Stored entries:
--*--

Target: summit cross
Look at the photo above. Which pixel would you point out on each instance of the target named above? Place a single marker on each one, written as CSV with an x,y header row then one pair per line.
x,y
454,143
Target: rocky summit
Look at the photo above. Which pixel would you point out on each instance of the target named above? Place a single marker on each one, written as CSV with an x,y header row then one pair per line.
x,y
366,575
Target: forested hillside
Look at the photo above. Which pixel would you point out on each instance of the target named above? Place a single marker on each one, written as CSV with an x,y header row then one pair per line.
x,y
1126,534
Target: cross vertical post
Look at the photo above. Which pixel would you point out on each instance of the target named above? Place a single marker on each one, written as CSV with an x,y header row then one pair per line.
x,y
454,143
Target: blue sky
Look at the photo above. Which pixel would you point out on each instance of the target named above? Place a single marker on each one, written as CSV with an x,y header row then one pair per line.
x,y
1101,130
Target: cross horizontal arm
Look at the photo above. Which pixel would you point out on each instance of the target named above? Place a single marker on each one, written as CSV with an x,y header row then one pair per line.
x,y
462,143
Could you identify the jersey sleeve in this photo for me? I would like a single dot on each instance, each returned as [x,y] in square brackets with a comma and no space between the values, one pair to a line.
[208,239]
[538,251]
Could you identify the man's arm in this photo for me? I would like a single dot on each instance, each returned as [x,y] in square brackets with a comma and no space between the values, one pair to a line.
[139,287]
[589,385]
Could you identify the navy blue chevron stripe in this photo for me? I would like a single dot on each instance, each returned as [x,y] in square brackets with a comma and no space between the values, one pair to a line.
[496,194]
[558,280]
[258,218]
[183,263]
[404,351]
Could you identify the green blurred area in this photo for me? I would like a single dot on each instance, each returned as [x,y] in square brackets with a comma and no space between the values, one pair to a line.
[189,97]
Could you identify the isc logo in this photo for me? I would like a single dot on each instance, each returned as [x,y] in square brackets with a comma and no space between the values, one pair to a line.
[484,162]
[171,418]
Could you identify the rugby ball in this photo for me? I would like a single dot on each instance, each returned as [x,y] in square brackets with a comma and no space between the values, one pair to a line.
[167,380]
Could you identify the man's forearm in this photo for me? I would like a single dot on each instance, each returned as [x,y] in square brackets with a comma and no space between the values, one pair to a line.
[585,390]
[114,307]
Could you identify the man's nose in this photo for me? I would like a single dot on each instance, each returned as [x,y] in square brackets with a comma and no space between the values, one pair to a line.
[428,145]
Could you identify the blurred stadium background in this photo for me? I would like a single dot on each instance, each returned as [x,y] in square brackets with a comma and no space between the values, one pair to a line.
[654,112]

--*--

• Stated task
Rewrite the listing above with "single dot" replaced by "single point" at every occurrence and nothing else changed.

• Complete answer
Target: summit cross
Look at the photo above. Which pixel would you point out on each instance of the target named above? Place a single marker on each one, written as CSV with an x,y header row then one pair per line.
x,y
454,143
Target: rocky summit
Look at the photo above. Which pixel would you point out on each instance of the target named above? Place a single marker on each one, written as CSV with an x,y header row then one pair per line.
x,y
366,575
Target: forested hillside
Look at the photo above. Which pixel would you point out on each instance of the target named above? Place a single marker on each one, written as CSV with an x,y header row then one pair per line.
x,y
1126,534
Target: cross vertical post
Look at the photo above. Which pixel would you point out on each instance of the target named above? Place a single marker on each one, written as CSV with an x,y header row then one pair per line.
x,y
454,143
Target: blue sky
Look at the photo above. Which pixel would you point out on each instance of the target named above? Place a single marker on each one, written as CSV with an x,y header row then one pair per line.
x,y
1101,130
Target: cross horizontal arm
Look at the photo above. Which pixel would you point out on each instance of the target named above? Place a single marker on each one, written as CSV with an x,y header row then one pair per line.
x,y
462,143
Could you identify the jersey sleeve in this photo for me? I would like a single point on each instance, each returned as [x,y] in square brackets with a comma and no space between the values, one pair to a line.
[208,239]
[538,251]
Could you identify the man's arm in this photo for me? I would like a single point on each instance, each returned as [x,y] in square brackets with a comma and no space between the values, one pair to a line.
[139,287]
[589,385]
Could you identify the navy blue chevron stripe in this photo for me? I would like a single point on each instance, each returned as [x,y] in square brackets with a comma and no space between the values, one pair to a line.
[496,194]
[558,280]
[258,218]
[183,263]
[404,351]
Could you identify the green blurred area in this photo for me? I would like a single point on each instance, each returned as [x,y] in square brackets with a comma and no space between the values, one pair to a line.
[189,97]
Could you identify the isc logo in this photo for me? I would like a single point on each instance, each returned as [x,y] in square brackets with a comma and no space between the values, one pair to a line.
[484,162]
[171,418]
Could you identify the rugby ball in this photo for me? I would like a single point on each instance, each returned as [x,y] in square brackets with a comma and no space between the values, one pair to a line.
[167,380]
Could you identify the man's forearm in this photo for me? I would like a single point on each instance, each returned as [x,y] in square brackets with a comma and no space between the values, one pair to a line.
[585,390]
[114,307]
Could you identify the man's nose in this photo for me? I would like a single point on each instance, each returned as [x,y] in square brackets with a comma and no space between the values, one pair to a line.
[428,145]
Could you identify the blurred stadium background in this photo for me? I would like a single point on each instance, each returned as [x,y] in square brackets with a comma and no space between the values, one pair to a line.
[654,112]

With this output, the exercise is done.